◆ Activity: Only the lines from the one containing "(format x=931, y=1157)" through the final line of the material below should be output, exactly as they stand.

◆ Material for this exercise:
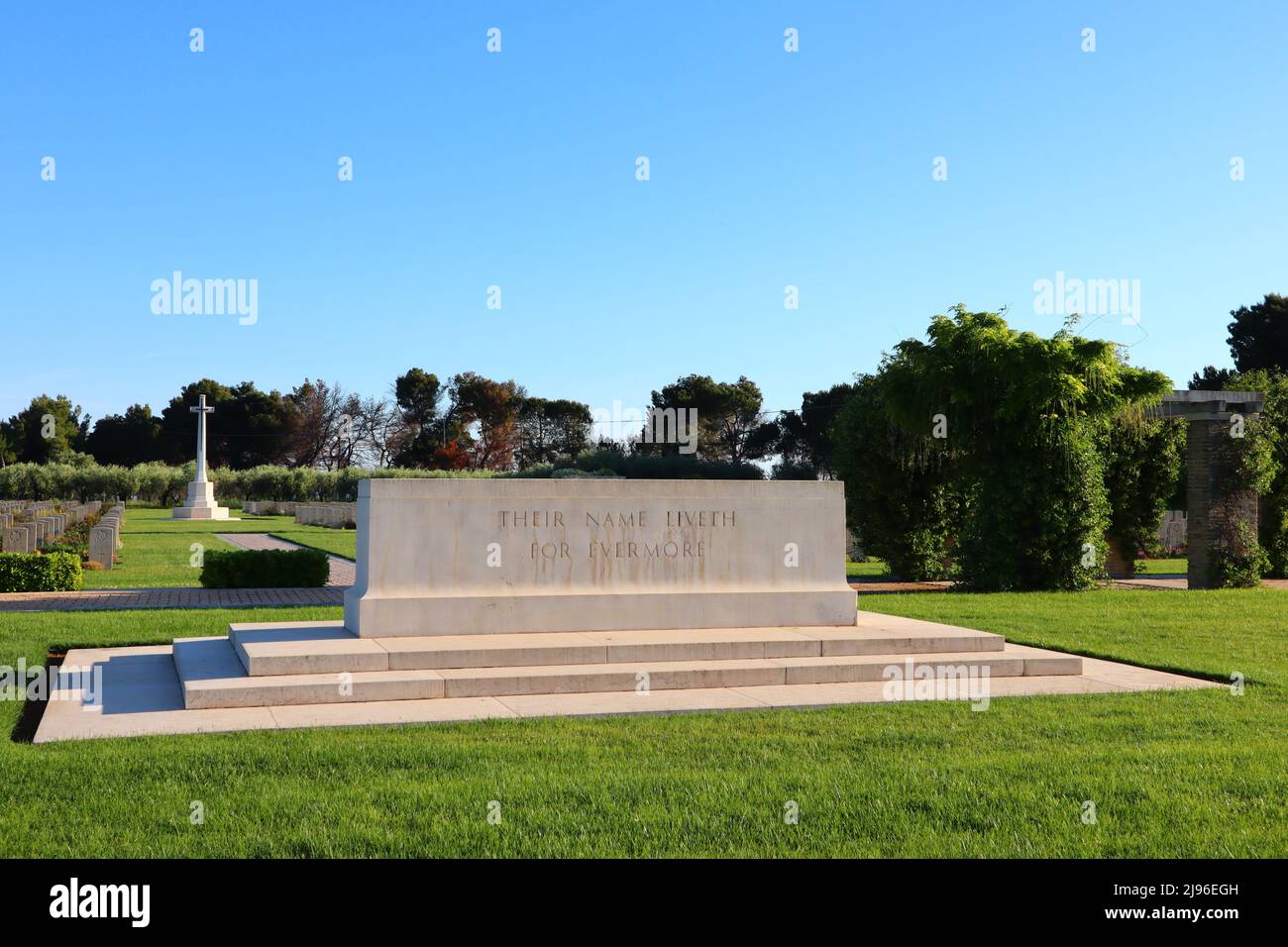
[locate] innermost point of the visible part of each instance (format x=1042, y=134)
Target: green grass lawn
x=158, y=551
x=1171, y=774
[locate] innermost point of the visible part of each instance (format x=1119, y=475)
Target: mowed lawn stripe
x=1171, y=774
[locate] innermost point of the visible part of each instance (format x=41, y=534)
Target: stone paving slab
x=102, y=599
x=141, y=694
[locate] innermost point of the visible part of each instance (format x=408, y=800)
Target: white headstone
x=459, y=557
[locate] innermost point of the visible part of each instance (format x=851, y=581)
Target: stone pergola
x=1215, y=508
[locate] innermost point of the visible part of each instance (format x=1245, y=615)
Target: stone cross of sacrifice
x=201, y=411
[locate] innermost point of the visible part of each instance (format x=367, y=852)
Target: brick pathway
x=1181, y=582
x=884, y=585
x=343, y=571
x=101, y=599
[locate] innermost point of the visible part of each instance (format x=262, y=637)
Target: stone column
x=1215, y=510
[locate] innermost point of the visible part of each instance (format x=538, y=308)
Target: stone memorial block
x=460, y=557
x=115, y=526
x=102, y=545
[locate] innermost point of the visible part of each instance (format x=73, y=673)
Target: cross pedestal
x=201, y=492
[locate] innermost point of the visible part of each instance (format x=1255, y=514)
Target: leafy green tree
x=248, y=427
x=1018, y=414
x=805, y=436
x=488, y=411
x=898, y=496
x=127, y=440
x=552, y=429
x=730, y=425
x=1142, y=463
x=1269, y=449
x=419, y=395
x=1258, y=335
x=47, y=429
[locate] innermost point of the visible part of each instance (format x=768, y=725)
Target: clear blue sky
x=518, y=169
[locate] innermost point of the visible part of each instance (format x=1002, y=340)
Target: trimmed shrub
x=265, y=569
x=37, y=573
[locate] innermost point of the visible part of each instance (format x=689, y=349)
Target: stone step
x=211, y=676
x=329, y=648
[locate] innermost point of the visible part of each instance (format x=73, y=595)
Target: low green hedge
x=265, y=569
x=38, y=573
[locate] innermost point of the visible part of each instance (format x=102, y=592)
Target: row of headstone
x=26, y=527
x=270, y=508
x=104, y=539
x=333, y=514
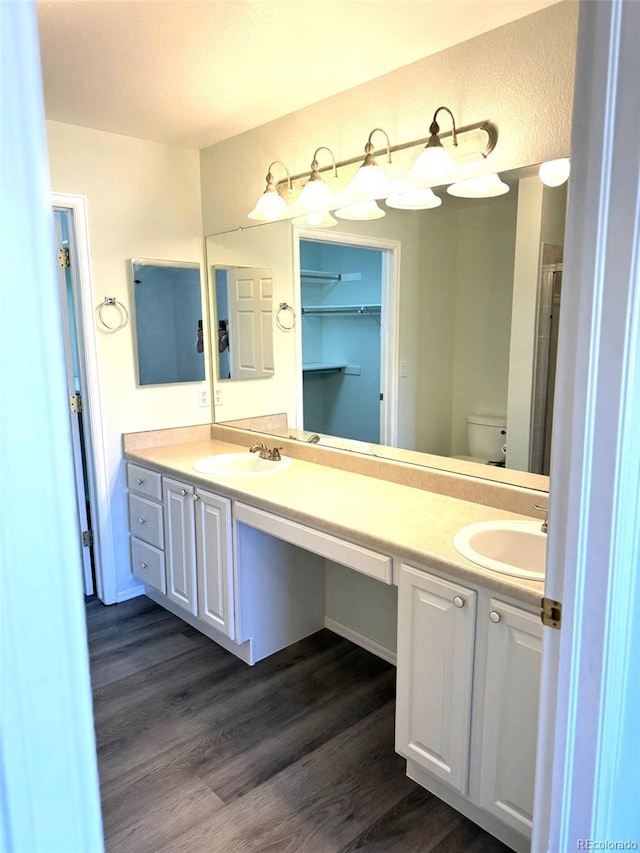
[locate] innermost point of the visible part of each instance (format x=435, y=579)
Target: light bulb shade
x=269, y=206
x=414, y=200
x=369, y=182
x=315, y=220
x=482, y=186
x=553, y=173
x=433, y=165
x=361, y=210
x=315, y=195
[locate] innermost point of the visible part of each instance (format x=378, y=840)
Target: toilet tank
x=486, y=435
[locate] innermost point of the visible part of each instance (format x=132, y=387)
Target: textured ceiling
x=195, y=72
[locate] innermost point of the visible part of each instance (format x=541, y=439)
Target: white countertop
x=405, y=522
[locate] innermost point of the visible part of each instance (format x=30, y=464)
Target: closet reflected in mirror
x=243, y=319
x=168, y=321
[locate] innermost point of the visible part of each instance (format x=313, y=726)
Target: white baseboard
x=360, y=640
x=132, y=592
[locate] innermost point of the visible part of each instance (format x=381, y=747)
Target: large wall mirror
x=475, y=325
x=168, y=321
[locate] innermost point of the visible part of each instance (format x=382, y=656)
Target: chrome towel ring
x=122, y=312
x=280, y=315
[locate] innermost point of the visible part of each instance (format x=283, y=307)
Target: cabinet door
x=510, y=719
x=214, y=561
x=180, y=548
x=436, y=626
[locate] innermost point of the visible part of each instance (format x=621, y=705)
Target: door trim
x=97, y=471
x=389, y=321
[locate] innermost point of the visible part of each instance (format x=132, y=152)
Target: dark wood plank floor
x=199, y=753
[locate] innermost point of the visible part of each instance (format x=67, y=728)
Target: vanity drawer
x=145, y=520
x=147, y=564
x=144, y=482
x=346, y=553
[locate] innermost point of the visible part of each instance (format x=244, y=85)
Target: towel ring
x=124, y=314
x=284, y=326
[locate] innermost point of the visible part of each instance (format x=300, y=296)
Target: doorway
x=78, y=319
x=63, y=228
x=347, y=298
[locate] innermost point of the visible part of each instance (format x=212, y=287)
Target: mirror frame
x=508, y=476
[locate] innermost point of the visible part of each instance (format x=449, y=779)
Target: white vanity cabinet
x=436, y=620
x=146, y=526
x=467, y=700
x=214, y=561
x=510, y=713
x=180, y=544
x=198, y=553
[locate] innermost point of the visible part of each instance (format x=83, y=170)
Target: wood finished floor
x=199, y=753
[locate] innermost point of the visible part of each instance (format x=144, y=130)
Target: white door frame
x=389, y=321
x=75, y=419
x=96, y=462
x=586, y=777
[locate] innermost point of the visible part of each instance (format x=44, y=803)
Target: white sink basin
x=239, y=464
x=516, y=548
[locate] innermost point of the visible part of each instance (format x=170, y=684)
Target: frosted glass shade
x=553, y=173
x=361, y=210
x=269, y=206
x=482, y=186
x=414, y=200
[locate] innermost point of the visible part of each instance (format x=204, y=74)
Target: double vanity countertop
x=405, y=522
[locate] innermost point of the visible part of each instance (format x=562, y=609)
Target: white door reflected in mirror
x=244, y=322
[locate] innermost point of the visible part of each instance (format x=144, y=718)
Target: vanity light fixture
x=270, y=205
x=482, y=186
x=322, y=219
x=361, y=210
x=435, y=164
x=423, y=199
x=315, y=194
x=553, y=173
x=370, y=181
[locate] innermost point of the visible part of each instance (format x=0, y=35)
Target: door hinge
x=551, y=613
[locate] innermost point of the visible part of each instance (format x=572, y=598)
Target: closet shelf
x=321, y=276
x=324, y=367
x=341, y=309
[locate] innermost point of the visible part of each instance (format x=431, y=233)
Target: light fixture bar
x=486, y=126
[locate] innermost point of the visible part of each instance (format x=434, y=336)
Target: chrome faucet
x=262, y=450
x=545, y=524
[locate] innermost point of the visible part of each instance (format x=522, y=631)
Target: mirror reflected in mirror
x=168, y=321
x=243, y=318
x=467, y=338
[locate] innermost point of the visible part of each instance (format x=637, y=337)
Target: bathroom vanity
x=243, y=557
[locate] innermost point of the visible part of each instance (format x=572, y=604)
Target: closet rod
x=342, y=309
x=331, y=276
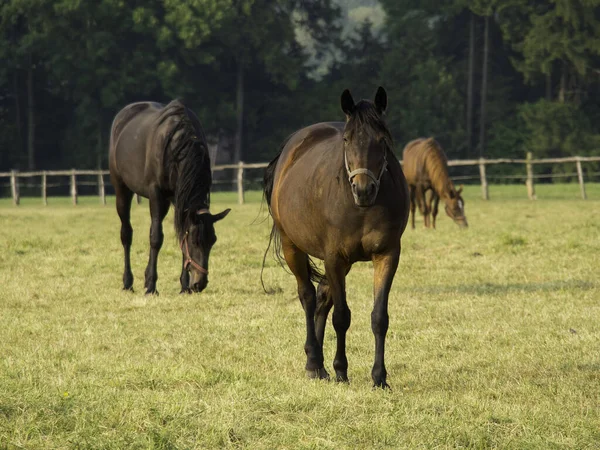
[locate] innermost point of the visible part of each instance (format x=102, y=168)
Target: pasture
x=494, y=336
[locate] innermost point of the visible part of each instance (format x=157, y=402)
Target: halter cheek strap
x=376, y=180
x=186, y=253
x=188, y=259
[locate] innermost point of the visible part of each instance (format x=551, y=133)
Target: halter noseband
x=188, y=259
x=371, y=175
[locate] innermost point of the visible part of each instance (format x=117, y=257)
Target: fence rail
x=241, y=167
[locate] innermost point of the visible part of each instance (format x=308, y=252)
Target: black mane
x=187, y=164
x=367, y=118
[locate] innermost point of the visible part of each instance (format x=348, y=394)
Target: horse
x=160, y=153
x=336, y=192
x=426, y=168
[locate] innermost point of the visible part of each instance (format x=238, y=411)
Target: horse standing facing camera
x=336, y=192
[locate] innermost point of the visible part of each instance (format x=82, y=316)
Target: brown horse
x=336, y=192
x=426, y=168
x=160, y=152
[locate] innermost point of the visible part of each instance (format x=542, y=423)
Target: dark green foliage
x=78, y=62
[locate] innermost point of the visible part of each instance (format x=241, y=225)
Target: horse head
x=366, y=144
x=196, y=244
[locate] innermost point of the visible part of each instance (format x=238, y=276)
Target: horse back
x=136, y=146
x=423, y=160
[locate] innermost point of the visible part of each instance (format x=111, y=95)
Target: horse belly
x=297, y=216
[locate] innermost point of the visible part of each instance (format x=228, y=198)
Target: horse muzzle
x=365, y=194
x=199, y=285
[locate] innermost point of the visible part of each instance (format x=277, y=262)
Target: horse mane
x=187, y=163
x=436, y=165
x=366, y=117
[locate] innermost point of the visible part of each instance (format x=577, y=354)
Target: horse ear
x=347, y=103
x=221, y=215
x=381, y=100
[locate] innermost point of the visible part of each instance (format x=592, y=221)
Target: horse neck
x=441, y=181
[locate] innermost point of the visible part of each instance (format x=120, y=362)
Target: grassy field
x=494, y=337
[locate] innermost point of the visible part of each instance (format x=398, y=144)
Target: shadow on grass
x=499, y=289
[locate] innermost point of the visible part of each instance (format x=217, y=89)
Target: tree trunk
x=30, y=118
x=470, y=85
x=484, y=70
x=18, y=112
x=100, y=142
x=563, y=83
x=237, y=155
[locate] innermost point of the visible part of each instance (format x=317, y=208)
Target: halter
x=367, y=172
x=188, y=259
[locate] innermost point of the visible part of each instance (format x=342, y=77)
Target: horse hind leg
x=298, y=263
x=124, y=196
x=324, y=304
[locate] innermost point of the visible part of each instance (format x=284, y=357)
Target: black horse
x=336, y=192
x=160, y=153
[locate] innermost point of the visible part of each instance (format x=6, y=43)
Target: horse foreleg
x=384, y=270
x=413, y=204
x=184, y=279
x=159, y=207
x=423, y=207
x=324, y=304
x=434, y=210
x=297, y=261
x=335, y=270
x=124, y=196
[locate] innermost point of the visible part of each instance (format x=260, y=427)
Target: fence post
x=101, y=188
x=14, y=187
x=580, y=176
x=484, y=189
x=241, y=182
x=529, y=182
x=44, y=188
x=73, y=187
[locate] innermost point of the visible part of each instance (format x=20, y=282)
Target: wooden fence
x=241, y=167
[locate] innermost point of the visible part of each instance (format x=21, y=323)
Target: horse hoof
x=383, y=385
x=342, y=378
x=318, y=374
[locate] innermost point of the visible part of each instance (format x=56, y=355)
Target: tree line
x=487, y=78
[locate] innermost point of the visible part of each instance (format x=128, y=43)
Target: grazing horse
x=160, y=153
x=426, y=168
x=336, y=192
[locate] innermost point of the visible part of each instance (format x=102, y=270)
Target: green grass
x=494, y=338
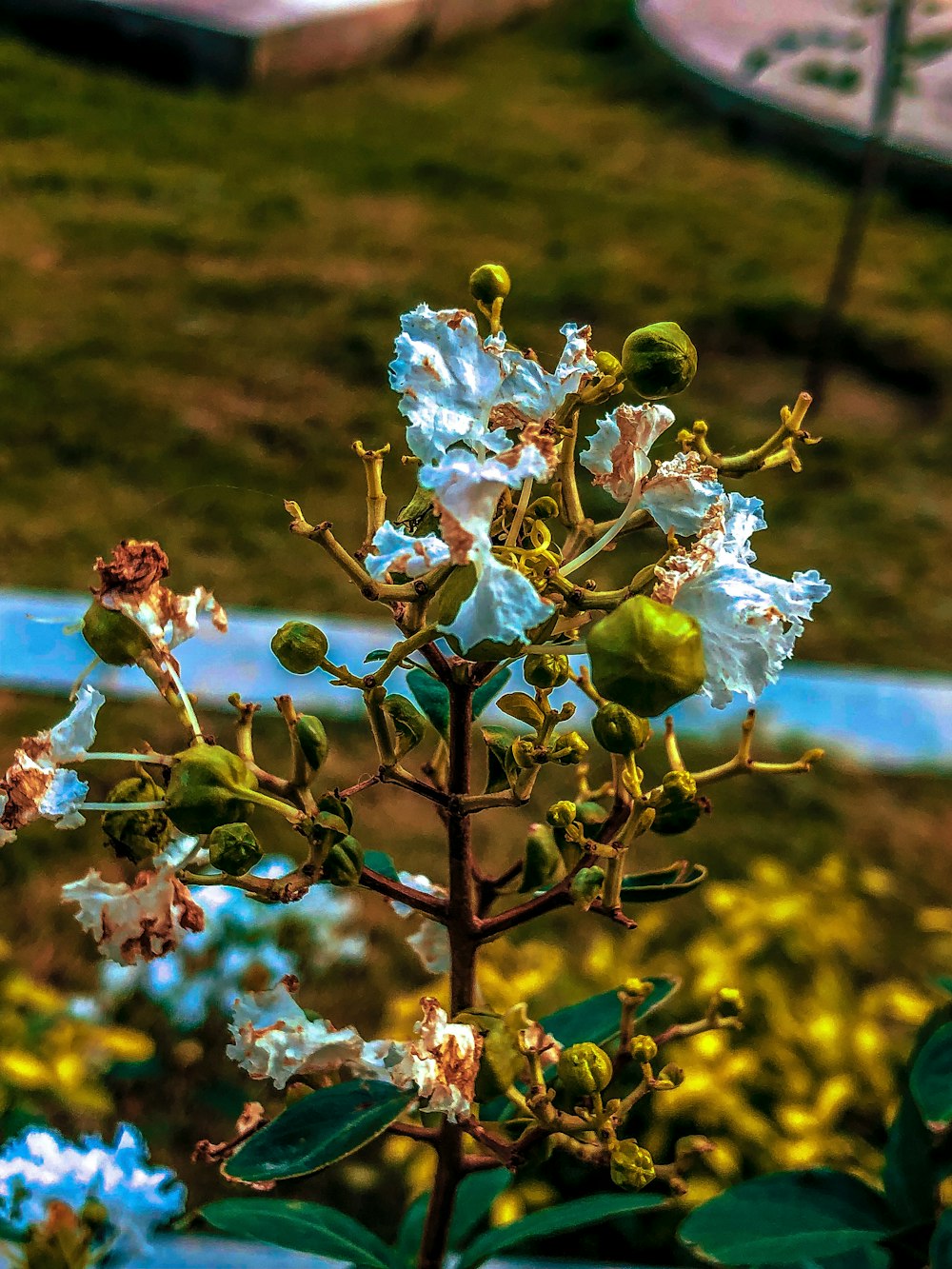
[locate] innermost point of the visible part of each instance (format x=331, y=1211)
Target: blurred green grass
x=201, y=296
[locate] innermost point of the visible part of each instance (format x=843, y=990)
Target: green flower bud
x=345, y=863
x=300, y=647
x=205, y=789
x=585, y=1069
x=544, y=861
x=646, y=656
x=727, y=1002
x=678, y=808
x=562, y=814
x=312, y=740
x=136, y=835
x=586, y=887
x=545, y=670
x=619, y=730
x=489, y=282
x=113, y=636
x=670, y=1077
x=234, y=848
x=569, y=749
x=643, y=1048
x=659, y=361
x=631, y=1165
x=608, y=365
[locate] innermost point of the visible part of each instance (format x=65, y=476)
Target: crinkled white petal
x=63, y=800
x=40, y=1166
x=681, y=494
x=619, y=449
x=529, y=393
x=139, y=922
x=503, y=606
x=71, y=739
x=400, y=552
x=274, y=1040
x=448, y=380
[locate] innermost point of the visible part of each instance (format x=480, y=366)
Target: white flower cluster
x=476, y=412
x=240, y=944
x=40, y=1168
x=276, y=1040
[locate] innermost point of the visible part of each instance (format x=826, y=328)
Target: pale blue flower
x=40, y=1166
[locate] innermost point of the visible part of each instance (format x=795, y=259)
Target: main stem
x=464, y=943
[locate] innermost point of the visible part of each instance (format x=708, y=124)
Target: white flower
x=681, y=494
x=505, y=605
x=33, y=784
x=399, y=552
x=40, y=1168
x=140, y=922
x=274, y=1040
x=460, y=388
x=619, y=448
x=749, y=620
x=442, y=1063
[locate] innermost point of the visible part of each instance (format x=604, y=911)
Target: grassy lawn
x=201, y=296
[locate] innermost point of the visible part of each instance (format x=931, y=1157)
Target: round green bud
x=727, y=1002
x=345, y=863
x=643, y=1048
x=619, y=730
x=646, y=656
x=300, y=647
x=234, y=848
x=608, y=365
x=545, y=670
x=489, y=282
x=631, y=1165
x=678, y=810
x=659, y=361
x=136, y=835
x=312, y=740
x=570, y=747
x=585, y=1069
x=586, y=887
x=205, y=789
x=543, y=863
x=562, y=814
x=113, y=636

◆ Output of the exercise:
[locate] innermost point of the visible part of each instance (format x=931, y=1157)
Target: round green bud
x=727, y=1002
x=345, y=863
x=643, y=1048
x=619, y=730
x=646, y=656
x=300, y=647
x=234, y=848
x=608, y=365
x=545, y=670
x=489, y=282
x=631, y=1165
x=678, y=810
x=659, y=361
x=136, y=835
x=312, y=740
x=570, y=747
x=585, y=1069
x=586, y=887
x=205, y=789
x=543, y=863
x=562, y=814
x=113, y=636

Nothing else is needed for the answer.